** Begin Data supplied **

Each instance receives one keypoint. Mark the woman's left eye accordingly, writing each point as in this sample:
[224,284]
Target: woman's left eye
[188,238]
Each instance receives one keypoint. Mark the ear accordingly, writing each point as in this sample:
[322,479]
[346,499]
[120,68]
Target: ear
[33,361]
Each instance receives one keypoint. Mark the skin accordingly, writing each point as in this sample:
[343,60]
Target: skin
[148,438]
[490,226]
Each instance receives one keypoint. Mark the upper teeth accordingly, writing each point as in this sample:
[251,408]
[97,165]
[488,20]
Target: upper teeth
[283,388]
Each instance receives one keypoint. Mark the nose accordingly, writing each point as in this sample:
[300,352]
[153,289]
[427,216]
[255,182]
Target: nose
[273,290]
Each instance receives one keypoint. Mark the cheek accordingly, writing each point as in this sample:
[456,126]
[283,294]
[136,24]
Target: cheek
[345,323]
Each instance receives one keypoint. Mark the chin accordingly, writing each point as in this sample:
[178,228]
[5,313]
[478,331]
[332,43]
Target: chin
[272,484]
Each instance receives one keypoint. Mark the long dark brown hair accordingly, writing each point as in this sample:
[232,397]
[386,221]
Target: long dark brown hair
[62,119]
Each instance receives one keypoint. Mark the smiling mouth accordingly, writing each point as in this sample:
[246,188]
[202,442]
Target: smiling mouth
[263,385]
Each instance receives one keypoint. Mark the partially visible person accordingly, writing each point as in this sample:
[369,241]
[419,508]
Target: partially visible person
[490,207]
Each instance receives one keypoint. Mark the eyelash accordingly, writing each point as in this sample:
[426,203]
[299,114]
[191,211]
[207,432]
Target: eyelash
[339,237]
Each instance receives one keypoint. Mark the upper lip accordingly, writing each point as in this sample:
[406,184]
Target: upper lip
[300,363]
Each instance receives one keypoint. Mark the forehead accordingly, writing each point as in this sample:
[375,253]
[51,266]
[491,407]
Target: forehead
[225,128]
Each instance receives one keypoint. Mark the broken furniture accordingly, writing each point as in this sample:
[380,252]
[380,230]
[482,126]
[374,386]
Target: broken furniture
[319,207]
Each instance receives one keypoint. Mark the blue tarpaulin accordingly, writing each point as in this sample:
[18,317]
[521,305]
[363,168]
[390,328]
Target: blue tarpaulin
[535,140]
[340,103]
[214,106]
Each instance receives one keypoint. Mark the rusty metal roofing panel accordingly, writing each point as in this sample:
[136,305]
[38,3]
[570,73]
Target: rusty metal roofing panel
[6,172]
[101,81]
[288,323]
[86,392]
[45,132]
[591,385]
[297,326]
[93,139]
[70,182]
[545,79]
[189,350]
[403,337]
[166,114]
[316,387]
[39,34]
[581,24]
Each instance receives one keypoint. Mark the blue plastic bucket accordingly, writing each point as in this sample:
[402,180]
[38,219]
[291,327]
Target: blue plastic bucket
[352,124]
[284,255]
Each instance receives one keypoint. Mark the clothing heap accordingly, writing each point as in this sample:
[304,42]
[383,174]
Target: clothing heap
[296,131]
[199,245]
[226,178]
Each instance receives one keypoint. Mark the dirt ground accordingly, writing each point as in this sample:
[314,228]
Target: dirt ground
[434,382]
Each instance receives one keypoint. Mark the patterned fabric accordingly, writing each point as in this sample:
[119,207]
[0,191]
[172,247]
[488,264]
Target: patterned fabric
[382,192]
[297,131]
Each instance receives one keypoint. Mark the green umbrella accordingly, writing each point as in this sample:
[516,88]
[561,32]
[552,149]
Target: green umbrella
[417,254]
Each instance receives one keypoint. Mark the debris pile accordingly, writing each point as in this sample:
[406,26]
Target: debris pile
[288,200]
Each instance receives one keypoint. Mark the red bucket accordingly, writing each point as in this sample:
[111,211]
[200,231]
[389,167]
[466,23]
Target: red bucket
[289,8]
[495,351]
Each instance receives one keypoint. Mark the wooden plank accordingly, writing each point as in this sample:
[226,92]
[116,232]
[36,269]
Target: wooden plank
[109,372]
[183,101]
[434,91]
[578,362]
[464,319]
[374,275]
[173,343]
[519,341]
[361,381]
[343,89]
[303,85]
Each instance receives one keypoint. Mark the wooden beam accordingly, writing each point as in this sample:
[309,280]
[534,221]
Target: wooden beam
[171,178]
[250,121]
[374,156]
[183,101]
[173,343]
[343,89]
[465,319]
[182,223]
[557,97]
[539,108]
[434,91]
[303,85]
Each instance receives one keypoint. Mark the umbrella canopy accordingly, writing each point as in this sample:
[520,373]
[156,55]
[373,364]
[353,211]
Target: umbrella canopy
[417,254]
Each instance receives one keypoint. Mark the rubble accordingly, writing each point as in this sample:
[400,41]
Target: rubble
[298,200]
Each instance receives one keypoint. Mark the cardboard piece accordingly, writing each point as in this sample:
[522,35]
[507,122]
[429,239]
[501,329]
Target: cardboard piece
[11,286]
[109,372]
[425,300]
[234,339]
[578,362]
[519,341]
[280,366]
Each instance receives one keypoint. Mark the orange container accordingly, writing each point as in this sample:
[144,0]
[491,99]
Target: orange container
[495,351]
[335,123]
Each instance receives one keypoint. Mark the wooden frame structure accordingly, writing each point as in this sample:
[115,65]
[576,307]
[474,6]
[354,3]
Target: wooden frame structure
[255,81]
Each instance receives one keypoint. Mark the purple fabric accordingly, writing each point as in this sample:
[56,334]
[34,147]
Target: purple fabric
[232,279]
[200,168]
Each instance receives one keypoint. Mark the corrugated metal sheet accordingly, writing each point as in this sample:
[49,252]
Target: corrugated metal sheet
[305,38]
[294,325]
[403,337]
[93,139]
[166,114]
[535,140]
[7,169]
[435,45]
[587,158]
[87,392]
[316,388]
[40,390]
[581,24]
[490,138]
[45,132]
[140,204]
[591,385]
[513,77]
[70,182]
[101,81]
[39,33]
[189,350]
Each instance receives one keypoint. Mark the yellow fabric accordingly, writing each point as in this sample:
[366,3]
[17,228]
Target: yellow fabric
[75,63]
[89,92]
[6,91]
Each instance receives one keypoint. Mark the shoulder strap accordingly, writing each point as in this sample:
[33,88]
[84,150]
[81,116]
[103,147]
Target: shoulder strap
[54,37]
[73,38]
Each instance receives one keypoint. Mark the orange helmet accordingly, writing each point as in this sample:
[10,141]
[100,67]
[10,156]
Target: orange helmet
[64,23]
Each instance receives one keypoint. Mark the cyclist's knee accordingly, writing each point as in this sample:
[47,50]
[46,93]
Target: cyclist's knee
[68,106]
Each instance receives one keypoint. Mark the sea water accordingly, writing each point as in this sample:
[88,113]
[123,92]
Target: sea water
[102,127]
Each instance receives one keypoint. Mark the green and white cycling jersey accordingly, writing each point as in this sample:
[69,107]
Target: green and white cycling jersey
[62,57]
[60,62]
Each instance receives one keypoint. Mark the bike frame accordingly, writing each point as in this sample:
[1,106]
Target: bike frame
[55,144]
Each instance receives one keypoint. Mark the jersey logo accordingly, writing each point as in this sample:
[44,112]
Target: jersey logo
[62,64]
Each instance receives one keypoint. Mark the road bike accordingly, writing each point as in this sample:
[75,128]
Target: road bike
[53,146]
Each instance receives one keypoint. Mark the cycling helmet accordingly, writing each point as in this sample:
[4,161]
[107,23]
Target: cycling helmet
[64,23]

** End Data supplied **

Send back every record, precisely as written.

→ Expected answer:
Each instance receives one keypoint. Mark the woman's left eye accordingly, writing each point as in this sample:
[224,284]
Target: woman's left eye
[188,238]
Each instance receives one keypoint. Mark the ear accordingly, writing each point as in this sample:
[322,479]
[346,499]
[120,68]
Target: ear
[33,361]
Each instance receives one keypoint. Mark the skin accordingly, writing each point as in this sample:
[343,60]
Target: skin
[148,438]
[490,226]
Each instance receives one keypoint. Mark the upper teeth accordingly, writing each point as in this sample:
[251,408]
[97,165]
[488,20]
Target: upper teeth
[283,388]
Each instance receives one keypoint. Mark the nose accordingly, writing each point as in this sample:
[300,352]
[153,289]
[427,216]
[255,182]
Target: nose
[273,290]
Each instance receives one keypoint. Mark the cheek accordingly, writing each point as in this sample:
[456,126]
[283,294]
[136,24]
Target: cheek
[345,323]
Each instance receives one keypoint. Mark the chin accordingly, writing each point as in this sample:
[178,228]
[5,313]
[478,331]
[332,43]
Target: chin
[272,484]
Each instance receives one keypoint. Mark the long dark brown hair accordingly, writing each point as in this sample:
[232,397]
[386,221]
Target: long dark brown hair
[62,119]
Each instance receives one keypoint. Mark the smiling mouth accordingly, writing each point as in this sample:
[246,188]
[202,442]
Target: smiling mouth
[263,385]
Each instance receives one keypoint. Mark the partially visible person accordingly, writing each point as in this sample:
[369,241]
[419,508]
Target: partially visible person
[490,207]
Each instance receives one keypoint. Mark the eyelash accordingly, writing each point as in this sample:
[426,203]
[299,114]
[191,211]
[207,432]
Target: eyelash
[339,237]
Each instance receives one keypoint. Mark the upper lip accordingly, writing each point as in this sample:
[406,184]
Target: upper lip
[300,363]
Each instance receives one keypoint. Mark the forehead accordingly, writing each point as in this sample:
[375,253]
[51,266]
[491,407]
Target: forehead
[225,128]
Each instance receives one keypoint. Mark the broken furniture accordingly, writing each point as in this sample:
[380,252]
[380,230]
[482,126]
[374,386]
Target: broken furniture
[319,207]
Each instance receives one keypoint. Mark the blue tarpaulin accordingly, writing each point as in this sample:
[18,317]
[521,305]
[363,168]
[390,328]
Target: blue tarpaulin
[535,140]
[340,103]
[214,106]
Each instance receives one keypoint. Mark the rusty metal roofing panel accordingly, writing each point as in this sample:
[136,305]
[38,3]
[570,73]
Target: rusty metal roofing panel
[6,172]
[101,81]
[288,323]
[86,392]
[45,132]
[591,385]
[297,326]
[93,139]
[70,182]
[545,79]
[189,350]
[403,337]
[166,114]
[316,387]
[39,34]
[581,24]
Each instance receives one keypoint. Mark the blue plastic bucket accordingly, writing each point as in this sample:
[402,180]
[38,219]
[291,327]
Target: blue plastic bucket
[352,124]
[284,255]
Each instance receives one keypoint. Mark the clothing heap accordingly, writing each point as in this sample:
[304,42]
[383,174]
Target: clothing heap
[296,131]
[199,245]
[226,178]
Each instance receives one keypoint. Mark the dirt ground accordingly, writing each point as in this sample:
[314,228]
Target: dirt ground
[434,382]
Each instance receives one keypoint. Mark the patterned fabric accordingly, writing each point as in this sample:
[119,207]
[0,191]
[172,247]
[488,264]
Target: patterned fabric
[382,192]
[297,131]
Each instance receives one keypoint. Mark the green umbrella accordingly, writing each point as in this sample:
[516,88]
[561,32]
[552,149]
Target: green umbrella
[417,254]
Each instance receives one keypoint. Mark the debris pile accordingly, writing each point as in this sample:
[406,26]
Target: debris pile
[288,200]
Each instance receives one keypoint. Mark the red bucket accordingly, writing each point as in this sample:
[111,211]
[200,231]
[389,167]
[466,23]
Target: red bucket
[289,8]
[495,351]
Each instance receives one keypoint. Mark the wooden plank accordingly, writing each point as in this sample:
[226,92]
[116,232]
[36,269]
Target: wooden plank
[109,372]
[183,101]
[434,91]
[578,362]
[464,319]
[374,275]
[173,343]
[519,341]
[361,381]
[343,89]
[303,85]
Each instance receives one keypoint. Mark the wooden beam accordingly, writing each point as in this sample:
[309,280]
[534,221]
Target: wooden beam
[171,178]
[250,121]
[374,156]
[183,101]
[173,343]
[343,89]
[465,319]
[182,223]
[557,97]
[539,108]
[434,91]
[303,85]
Each instance receives one keypoint. Mark the umbrella canopy accordingly, writing each point as in this sample:
[520,373]
[156,55]
[373,364]
[353,211]
Target: umbrella canopy
[417,254]
Each instance receives one keypoint. Mark the rubble accordingly, writing each point as in this sample:
[400,41]
Target: rubble
[298,200]
Each instance receives one keypoint. Mark the cardboard piece accordingly, writing each point as in this sample:
[522,35]
[507,122]
[429,239]
[501,329]
Target: cardboard piece
[11,286]
[109,372]
[425,300]
[234,339]
[578,362]
[519,341]
[280,366]
Each instance receives one keypoint. Mark the orange container accordingly, writing each point as in this sample:
[144,0]
[491,99]
Target: orange container
[495,351]
[335,123]
Each instance receives one keypoint. Mark the wooden frame structure accordingly, writing each point as in this sample:
[115,65]
[576,307]
[474,6]
[354,3]
Target: wooden frame structure
[255,81]
Each instance receives one keypoint. Mark the purple fabric accordingly, writing each point as in this sample:
[56,334]
[34,147]
Target: purple fabric
[232,279]
[200,168]
Each instance receives one keypoint. Mark the corrugated metal sheet accordingly, writing each point as in this sample:
[49,252]
Target: corrugated metal sheet
[305,38]
[294,325]
[403,337]
[93,139]
[166,114]
[535,140]
[7,169]
[435,45]
[587,158]
[87,392]
[316,388]
[40,390]
[581,24]
[490,138]
[45,132]
[140,204]
[591,385]
[513,77]
[70,182]
[101,81]
[39,33]
[189,350]
Each instance receives one keypoint. Mark the yellow fabric accordingly, writing each point as in this sample:
[366,3]
[17,228]
Target: yellow fabric
[75,63]
[89,92]
[6,91]
Each instance receives one keypoint. Mark the shoulder strap accordingly, writing each point as in this sample:
[33,88]
[84,150]
[81,116]
[103,147]
Target: shoulder strap
[54,37]
[73,38]
Each instance receives one keypoint. Mark the orange helmet accordingly, writing each point as in this sample:
[10,141]
[100,67]
[10,156]
Target: orange helmet
[64,23]
Each instance receives one keypoint. Mark the cyclist's knee accordingly, writing each point as in this sample:
[47,50]
[46,93]
Target: cyclist's knee
[68,106]
Each instance receives one keypoint. Mark the sea water accordingly, writing each point as in this sample:
[88,113]
[123,92]
Target: sea water
[102,127]
Each instance receives one keypoint. Mark the green and white cycling jersey accordingly, writing each point as in this sample:
[69,107]
Target: green and white cycling jersey
[62,57]
[60,62]
Each instance receives one keypoint. Mark the bike frame accordingly, writing each point as in this sample:
[1,106]
Target: bike frame
[55,144]
Each instance receives one keypoint. Mark the jersey logo accordingly, writing each point as in this sample:
[44,112]
Target: jersey logo
[62,64]
Each instance receives one keypoint. Mark the road bike accordingly, writing each point as in this sample:
[75,128]
Target: road bike
[53,146]
Each instance receives one keypoint. Mark the cycling helmet accordingly, writing each point as in this sample:
[4,161]
[107,23]
Target: cycling helmet
[64,23]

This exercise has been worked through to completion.